[BEGIN Document passage]

Notice of Violation Issued After Malfunctioning Wireless Microphone Transmits on Wrong Frequency

A sports entertainment company with dozens of locations across the country received a Notice of Violation from the FCC for causing interference to a city’s licensed wireless operations. FCC field agents investigating interference complaints using direction finding techniques located “drifting” radio emissions in the area and determined that the source was a malfunctioning wireless microphone used by the sports entertainment company in its local operations.

The microphone was causing interference to the city’s 800 MHz communication system, and as noted by the Enforcement Bureau, the sports entertainment company did not hold a license to operate the microphone on that frequency. The city used the 800 MHz facilities for public safety operations, making the interference particularly concerning.

[END Document passage]
[BEGIN Dataset excerpt]

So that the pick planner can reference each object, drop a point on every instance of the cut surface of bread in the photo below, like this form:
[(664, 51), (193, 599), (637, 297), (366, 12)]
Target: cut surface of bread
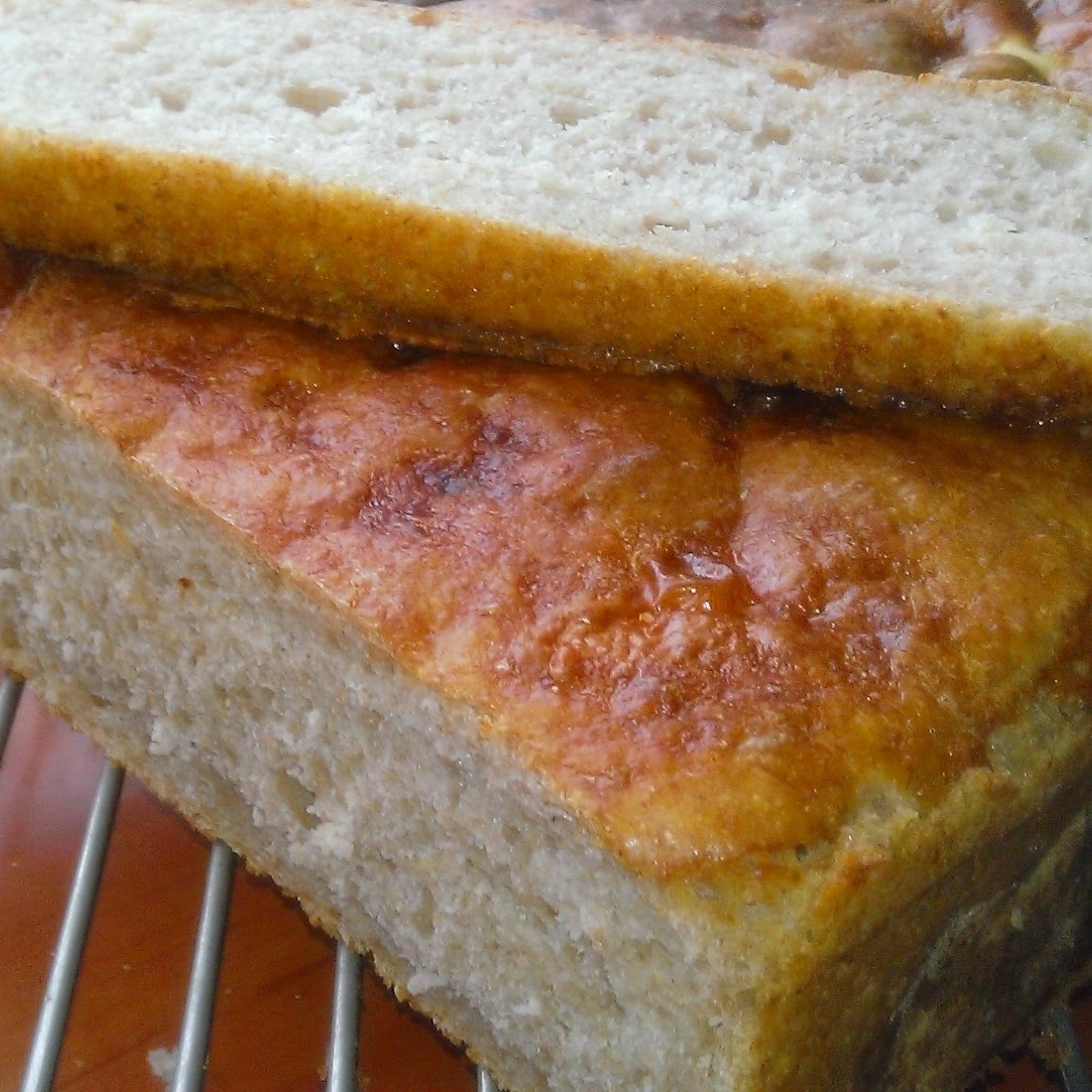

[END Dataset excerpt]

Rewrite the part of the FCC violation notice that begins with "A sports entertainment" and ends with "interference particularly concerning.", swapping "sports entertainment company" for "venue operator".

A venue operator with dozens of locations across the country received a Notice of Violation from the FCC for causing interference to a city’s licensed wireless operations. FCC field agents investigating interference complaints using direction finding techniques located “drifting” radio emissions in the area and determined that the source was a malfunctioning wireless microphone used by the venue operator in its local operations.

The microphone was causing interference to the city’s 800 MHz communication system, and as noted by the Enforcement Bureau, the venue operator did not hold a license to operate the microphone on that frequency. The city used the 800 MHz facilities for public safety operations, making the interference particularly concerning.